__TASK INSTRUCTIONS__: Please restate, exactly as written, the lines running from the beginning of the material through the line that has "Where can you spot the white" in it.

__MATERIAL PROVIDED__:

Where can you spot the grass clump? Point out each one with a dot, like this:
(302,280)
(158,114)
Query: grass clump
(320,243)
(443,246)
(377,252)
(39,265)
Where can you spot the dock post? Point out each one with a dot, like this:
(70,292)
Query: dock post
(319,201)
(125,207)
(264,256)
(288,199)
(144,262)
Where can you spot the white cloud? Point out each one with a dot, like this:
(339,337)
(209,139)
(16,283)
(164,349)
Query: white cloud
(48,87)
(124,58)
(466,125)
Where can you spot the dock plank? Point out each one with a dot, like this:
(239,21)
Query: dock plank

__RESPONSE__:
Where can you spot the grass clump? Point out each one with a dot, like this:
(302,280)
(158,114)
Query: grass clump
(320,243)
(443,246)
(377,252)
(39,265)
Where can you spot the dock post? Point out each one with a dot, like this:
(70,292)
Query: dock post
(319,201)
(125,207)
(264,256)
(288,199)
(144,262)
Where can you spot the white cloud? Point out each one with a dot, like this:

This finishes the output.